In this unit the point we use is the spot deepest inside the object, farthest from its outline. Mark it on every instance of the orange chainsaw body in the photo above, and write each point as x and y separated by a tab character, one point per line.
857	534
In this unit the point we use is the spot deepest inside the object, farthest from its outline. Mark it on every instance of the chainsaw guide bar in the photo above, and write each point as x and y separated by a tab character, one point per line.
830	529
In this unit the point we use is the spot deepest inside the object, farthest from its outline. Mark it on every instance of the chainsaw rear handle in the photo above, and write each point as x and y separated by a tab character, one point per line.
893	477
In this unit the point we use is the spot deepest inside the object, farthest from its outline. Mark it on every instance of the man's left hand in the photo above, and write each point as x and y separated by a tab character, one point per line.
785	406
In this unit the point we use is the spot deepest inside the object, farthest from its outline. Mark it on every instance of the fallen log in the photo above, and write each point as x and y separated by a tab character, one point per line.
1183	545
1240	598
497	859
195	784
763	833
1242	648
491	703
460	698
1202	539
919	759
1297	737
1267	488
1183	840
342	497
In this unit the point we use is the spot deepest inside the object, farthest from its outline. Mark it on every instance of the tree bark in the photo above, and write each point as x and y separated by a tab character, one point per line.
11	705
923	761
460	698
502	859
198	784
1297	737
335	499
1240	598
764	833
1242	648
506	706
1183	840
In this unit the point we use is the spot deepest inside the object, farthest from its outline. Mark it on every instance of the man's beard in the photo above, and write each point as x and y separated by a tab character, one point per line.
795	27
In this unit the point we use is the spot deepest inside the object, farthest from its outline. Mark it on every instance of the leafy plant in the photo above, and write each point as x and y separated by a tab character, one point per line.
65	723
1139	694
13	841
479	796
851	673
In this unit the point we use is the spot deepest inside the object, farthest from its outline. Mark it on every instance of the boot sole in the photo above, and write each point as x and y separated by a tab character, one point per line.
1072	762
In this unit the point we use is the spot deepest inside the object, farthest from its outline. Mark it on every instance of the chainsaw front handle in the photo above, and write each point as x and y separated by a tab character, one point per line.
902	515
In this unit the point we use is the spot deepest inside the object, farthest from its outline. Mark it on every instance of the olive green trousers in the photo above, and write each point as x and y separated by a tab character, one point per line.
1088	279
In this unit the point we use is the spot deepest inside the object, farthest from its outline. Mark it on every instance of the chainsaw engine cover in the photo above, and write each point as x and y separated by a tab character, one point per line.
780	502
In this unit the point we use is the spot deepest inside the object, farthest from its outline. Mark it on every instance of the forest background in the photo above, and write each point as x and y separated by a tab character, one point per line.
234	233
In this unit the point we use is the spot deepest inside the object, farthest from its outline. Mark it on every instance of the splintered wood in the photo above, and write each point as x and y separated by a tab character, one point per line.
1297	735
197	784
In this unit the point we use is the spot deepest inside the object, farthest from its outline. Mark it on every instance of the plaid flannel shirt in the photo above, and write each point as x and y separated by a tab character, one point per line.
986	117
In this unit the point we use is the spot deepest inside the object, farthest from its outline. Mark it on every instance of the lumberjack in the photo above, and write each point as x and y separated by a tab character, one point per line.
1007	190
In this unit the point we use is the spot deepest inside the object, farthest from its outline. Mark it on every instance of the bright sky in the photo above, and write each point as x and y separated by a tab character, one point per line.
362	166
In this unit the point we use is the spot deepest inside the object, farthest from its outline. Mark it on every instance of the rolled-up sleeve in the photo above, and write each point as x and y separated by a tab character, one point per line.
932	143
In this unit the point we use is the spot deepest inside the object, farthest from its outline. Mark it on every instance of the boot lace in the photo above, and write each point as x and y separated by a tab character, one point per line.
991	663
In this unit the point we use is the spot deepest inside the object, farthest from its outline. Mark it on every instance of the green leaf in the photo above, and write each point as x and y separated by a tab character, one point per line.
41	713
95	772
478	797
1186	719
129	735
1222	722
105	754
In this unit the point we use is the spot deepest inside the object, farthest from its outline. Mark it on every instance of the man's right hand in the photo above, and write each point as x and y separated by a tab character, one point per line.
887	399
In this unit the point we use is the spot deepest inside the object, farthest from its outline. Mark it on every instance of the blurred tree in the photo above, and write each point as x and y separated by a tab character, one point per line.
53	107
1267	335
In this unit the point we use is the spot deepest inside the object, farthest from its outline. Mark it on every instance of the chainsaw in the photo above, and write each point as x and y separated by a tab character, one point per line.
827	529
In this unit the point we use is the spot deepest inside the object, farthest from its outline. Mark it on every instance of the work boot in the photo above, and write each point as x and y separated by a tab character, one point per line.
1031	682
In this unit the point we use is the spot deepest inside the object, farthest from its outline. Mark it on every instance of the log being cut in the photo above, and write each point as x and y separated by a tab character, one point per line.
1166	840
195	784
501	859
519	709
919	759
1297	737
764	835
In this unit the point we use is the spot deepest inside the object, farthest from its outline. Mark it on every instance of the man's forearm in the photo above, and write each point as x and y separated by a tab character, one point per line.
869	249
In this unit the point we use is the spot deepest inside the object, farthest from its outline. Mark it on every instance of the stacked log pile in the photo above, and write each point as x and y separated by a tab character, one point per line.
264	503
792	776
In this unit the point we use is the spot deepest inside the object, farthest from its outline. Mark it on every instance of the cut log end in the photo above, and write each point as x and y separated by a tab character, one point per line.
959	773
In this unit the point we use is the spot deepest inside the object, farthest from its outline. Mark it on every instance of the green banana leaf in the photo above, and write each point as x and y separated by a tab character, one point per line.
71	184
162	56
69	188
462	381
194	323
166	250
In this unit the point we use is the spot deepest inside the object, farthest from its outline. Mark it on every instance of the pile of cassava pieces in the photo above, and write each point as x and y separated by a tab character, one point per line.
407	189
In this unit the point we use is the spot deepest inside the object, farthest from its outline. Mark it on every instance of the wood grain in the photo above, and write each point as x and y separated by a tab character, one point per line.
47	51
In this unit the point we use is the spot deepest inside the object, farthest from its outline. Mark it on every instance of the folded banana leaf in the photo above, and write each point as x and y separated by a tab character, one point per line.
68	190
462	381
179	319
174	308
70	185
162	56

● **Request**: Copy every line of the records word for word.

● **Written answer**:
In this unit the point we use is the spot deepest inside the object, farthest from its outline. Mark it on every instance of the orange chainsaw body in the photo above, and write each point as x and y separated by a tab character, one point per line.
857	534
In this unit the point we use is the spot deepest inside the object, farthest from its outline. Mark it on every instance of the chainsaw guide bar in the photo above, and write each point as x and y separated by a tab character, one point per line.
830	529
In this unit the point we use is the spot deepest inside the object, farthest from its outline. Mark it on every instance of the chainsaw rear handle in the photo above, and write each point as x and y separated by a tab character, one point per line.
893	477
In this unit the point we use is the spot deepest inside the object, farthest from its outline. Mark it on every instance of the man's left hand in the photo above, and write each point as x and y separated by a tab character, one point per line.
785	406
In this unit the point we use is the spot deepest inside the object, farthest from its outline. Mark it on every instance of the fallen log in the photo above, and write each point as x and y separated by a tab character, one point per line.
1183	545
1240	598
497	859
195	784
763	833
1242	648
491	703
460	698
1202	539
919	759
1297	737
1267	488
1183	840
342	497
In this unit the point we use is the spot deepest inside the object, farthest from its outline. Mark it on every instance of the tree bark in the photo above, and write each point as x and y separated by a tab character, one point per line.
11	705
923	761
460	698
502	859
198	784
1297	737
335	499
1240	598
764	833
1242	648
506	706
1183	840
In this unit the point we use is the spot deepest inside the object, farthest from its outline. Mark it on every instance of the man's beard in the photo above, and write each point as x and y separated by a tab character, one point per line.
795	27
In this unit the point we use is the spot deepest inside the object, farthest from its outline. Mark it on every instance of the leafy plant in the photo above, and write each point as x and y separated by a tab character, one point per line.
65	723
1139	694
13	841
479	796
851	673
In this unit the point we use is the spot deepest inside the object, farthest from its outline. Mark it on every instance of the boot sole in the photo above, and write each point as x and y separated by a tab character, one point per line.
1072	762
In this unit the point we use is the spot deepest inside the object, farthest from its outline. Mark it on every instance of the chainsaw front handle in the photo above, and write each point as x and y separated by a tab character, one point per line.
902	515
In this unit the point we use is the spot deepest inside the object, farthest from its outline. Mark it on every instance of the olive green trousers in the photo above, and write each point as x and y separated by a tab character, one point per line.
1088	279
In this unit the point we use is the spot deepest inside the object, farthest from its outline. Mark it on every instance of the chainsaw engine cover in the photo above, and write each point as x and y separated by a tab character, one point per line.
780	502
In this unit the point we use is the spot deepest inside the object, farthest from its outline. Mark it on every instance of the forest background in the photo above, and write each point as x and y separated by a tab character, one point per line.
234	233
In this unit the point we use is the spot deepest inside the object, farthest from its outline. Mark it on every instance of the splintered wood in the photo above, and write each point as x and y separated by a tab character, one point per line.
1297	735
197	784
In this unit the point we use is the spot deepest inside the object, farthest from its outline. Mark it on every instance of the plaid flannel shirt in the photo above, and write each point as x and y separated by a tab character, one point per line.
986	117
In this unit the point we use is the spot deepest inside the object, farthest from its outline. Mark it on every instance of the lumberjack in the photo above, and write each point as x and y separated by a tab character, one point per line.
1007	190
In this unit the point we use is the spot deepest inside the object, farthest from its outline. Mark it on every instance of the bright sky in the photo above, and write each point as x and y separated by a tab character, one point per line.
362	166
In this unit the point we use is the spot deepest inside the object, farthest from its outline. Mark it on every instance of the rolled-up sleeve in the photo above, and write each point as x and y separated by a tab character, one point per line.
932	143
In this unit the point we use is the spot deepest inside the object, farthest from its outline. Mark it on every instance of the boot lace in the photo above, and write each point as x and y separated by a tab character, one point per line.
991	663
In this unit the point we use is the spot deepest inside the object, farthest from its outline. Mark it on every instance of the green leaf in the photo above, and write each point as x and y separated by a tab character, one point per line.
41	713
95	772
478	797
1186	719
129	735
1222	722
105	754
In this unit the point we use is the spot deepest inside the object, farthest from its outline. Mark it on every instance of the man's right hand in the photo above, and write each point as x and y separated by a tab character, one point per line.
887	399
In this unit the point we use is the spot deepest inside the object, farthest from its outline. Mark it on every instance of the blurred tree in the photo above, and write each point as x and y separated by a tab character, one point per line.
53	107
1267	335
In this unit the point we use is the spot deepest inside the object, farthest from its outline. Mark it on every instance of the chainsaw in the photo above, and write each point as x and y separated by a tab character, one point per line.
827	529
In this unit the point we use is the spot deepest inside the object, farthest from its outline. Mark it on every instance of the work boot in the photo above, and write each point as x and y separated by a tab character, one point per line.
1031	682
In this unit the point we use is the spot deepest inside the object, farthest from its outline. Mark it on every instance of the log being cut in the photo above, and write each point as x and y separated by a tab character, one point per line.
1166	840
195	784
501	859
519	709
919	759
1297	737
764	835
In this unit the point we use is the spot deepest inside the object, farthest from its outline. Mark it on every instance of the man's forearm in the photo above, and write each point as x and y separated by a tab character, one point per line.
869	249
In this unit the point we use is the spot deepest inside the object, farthest from its outline. Mark it on every instance of the stacked log pile in the photo above, and write each point as x and y separated by a tab character, one point per line.
264	503
792	776
In this unit the point we use is the spot deepest inside the object, farthest from its outline. Mark it on every instance of the cut log end in the photo above, and write each point as x and y separated by a tab character, one point per line.
959	773
In this unit the point we use is the spot deepest inside the object, farthest from its outline. Mark it on every instance of the green banana leaf in the photo above, and write each point as x and y separated by a tab character, one point per line.
71	184
162	56
69	188
462	381
194	323
166	250
In this unit the point we use is the spot deepest inside the object, farthest from its outline. Mark it on every instance of the pile of cassava pieces in the photo above, and write each point as x and y separated by a tab character, one point per line.
407	189
In this unit the point we use is the spot deepest inside the object, farthest from its outline. Mark it on every instance of the wood grain in the photo above, and write each point as x and y separated by a tab character, one point per line.
47	51
In this unit the point we use is the spot deepest inside the object, farthest from its outline. Mark it on every instance of the folded banana leaf in the photo above, and write each point as x and y separated by a tab character, one point per line.
68	190
462	381
179	319
174	308
70	185
162	56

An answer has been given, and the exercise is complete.